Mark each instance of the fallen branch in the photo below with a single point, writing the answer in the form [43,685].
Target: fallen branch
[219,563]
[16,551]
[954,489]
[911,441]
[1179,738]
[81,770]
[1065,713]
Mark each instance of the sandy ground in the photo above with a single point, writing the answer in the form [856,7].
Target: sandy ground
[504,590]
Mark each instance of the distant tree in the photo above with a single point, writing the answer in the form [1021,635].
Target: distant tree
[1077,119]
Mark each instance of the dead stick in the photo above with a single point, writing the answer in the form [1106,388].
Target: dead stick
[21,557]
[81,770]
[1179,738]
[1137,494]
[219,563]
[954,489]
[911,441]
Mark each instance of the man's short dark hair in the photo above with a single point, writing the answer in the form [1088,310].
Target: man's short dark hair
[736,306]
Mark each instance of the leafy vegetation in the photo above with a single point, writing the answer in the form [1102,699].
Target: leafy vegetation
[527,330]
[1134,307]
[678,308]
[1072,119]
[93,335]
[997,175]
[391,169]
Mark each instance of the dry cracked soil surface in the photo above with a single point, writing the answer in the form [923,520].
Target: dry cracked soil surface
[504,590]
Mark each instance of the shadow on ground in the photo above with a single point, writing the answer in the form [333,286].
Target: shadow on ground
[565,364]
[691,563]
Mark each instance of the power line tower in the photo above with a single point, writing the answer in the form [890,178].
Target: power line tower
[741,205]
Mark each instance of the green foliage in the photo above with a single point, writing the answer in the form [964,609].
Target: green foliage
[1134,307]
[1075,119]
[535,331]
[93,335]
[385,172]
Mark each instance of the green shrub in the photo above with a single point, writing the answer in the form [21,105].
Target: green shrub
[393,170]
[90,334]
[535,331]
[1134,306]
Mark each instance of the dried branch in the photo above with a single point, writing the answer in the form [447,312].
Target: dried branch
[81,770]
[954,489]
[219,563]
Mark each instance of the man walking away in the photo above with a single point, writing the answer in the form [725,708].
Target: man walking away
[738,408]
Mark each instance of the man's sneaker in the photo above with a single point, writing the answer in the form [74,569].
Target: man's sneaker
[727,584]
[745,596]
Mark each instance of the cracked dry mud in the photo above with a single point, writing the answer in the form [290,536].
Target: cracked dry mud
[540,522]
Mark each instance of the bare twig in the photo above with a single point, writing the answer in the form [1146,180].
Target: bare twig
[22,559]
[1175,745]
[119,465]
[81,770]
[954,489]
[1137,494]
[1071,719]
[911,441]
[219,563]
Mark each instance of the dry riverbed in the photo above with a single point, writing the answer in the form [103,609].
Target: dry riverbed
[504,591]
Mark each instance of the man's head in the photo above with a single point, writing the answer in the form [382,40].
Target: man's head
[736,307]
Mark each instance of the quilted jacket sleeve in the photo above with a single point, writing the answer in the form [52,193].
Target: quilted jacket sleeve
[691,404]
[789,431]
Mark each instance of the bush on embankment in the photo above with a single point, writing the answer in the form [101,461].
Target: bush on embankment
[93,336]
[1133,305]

_WHAT YOU SHOULD DO_.
Print every record above exactly as written.

_SOLUTION TO THIS PROBLEM_.
Mark each instance of the fallen branch in the photo below with a single point, writing the answer in the form [43,685].
Target: fallen branch
[219,563]
[16,551]
[954,489]
[911,441]
[1179,738]
[81,770]
[1065,713]
Mark each instance of the sandy ground in the photo above with a single point, writing the answer in the form [856,7].
Target: sandy ground
[504,590]
Mark each instance of the distant tree in the photo above with a single point, writing the answer in the form [1021,635].
Target: distant tree
[1077,119]
Mark each instance of the dead stick in the photo above with a single point, writing the answer in the form [1106,388].
Target: dead stick
[21,557]
[81,770]
[1179,738]
[1137,494]
[219,563]
[954,489]
[911,441]
Mark each instance of the man's short dark hair in the photo above with a single point, writing the answer in the form [1088,310].
Target: man's short dark hair
[736,306]
Mark each instance of the leafy vegetation in the photo above with a single point, writing the answer in the form [1102,699].
Target: leafy vegetation
[527,330]
[1134,307]
[678,308]
[1072,119]
[93,335]
[997,175]
[391,169]
Mark each instance of the dry cracked soil surface in the photo above with a single point, writing the answer in the form [923,520].
Target: dry cracked soil surface
[504,590]
Mark each instance of the shadow on ground in the photo above with a single point, writing the answer in the form [333,286].
Target: shadow on ground
[565,364]
[691,563]
Mark each instance of the power line tower in the photo above with a single point, writing the answer in the form [890,178].
Target: power line tower
[741,205]
Mark each instance of the green foliage in the photo above with a single point, writing the answer in the form [964,609].
Target: green foliage
[1134,307]
[1075,119]
[535,331]
[93,335]
[385,172]
Mark each instance of the green shrub in the photo above with a single point, writing the answer in the form [21,105].
Target: green shrub
[393,170]
[90,334]
[535,331]
[1134,306]
Mark each instance of the dried branch in the photo above with a single point, writing the answer in the form [447,312].
Target: dried branch
[81,770]
[954,489]
[219,563]
Mark each instance of the man walking away in the photo above with a single point, writing the answer in the form [725,708].
Target: man walking away
[738,408]
Mark each instance of the man's sneaker in the photo above with a single point, writing the answer in the form [74,569].
Target: man's sneaker
[727,584]
[745,596]
Mark each instance of the cracked dry mud in the photo above with a single point, writing the answer in the form [290,536].
Target: cracked dry mud
[540,522]
Mark each instance of the bare twig in the photo above with a single point, writing the answer in the form [1146,180].
Target: bare twig
[22,559]
[1175,745]
[119,465]
[81,770]
[954,489]
[1137,494]
[1071,719]
[911,441]
[219,563]
Mark each instance of the dry riverbed in the photo above with a single point, writing the answer in the form [103,609].
Target: dry riverbed
[504,591]
Mark each instance of the man's head in the photo above with a single point, writing the answer in the form [382,40].
Target: man's head
[736,307]
Mark each instance of the quilted jacket sleeve in the photo above with a single point, writing the answer in the form [52,193].
Target: quilted jacket sleeve
[691,404]
[789,431]
Mark each instance of the bush on embankment in the photo above with a single point, writing the answer in the form [101,461].
Target: bush on embankment
[93,336]
[1133,305]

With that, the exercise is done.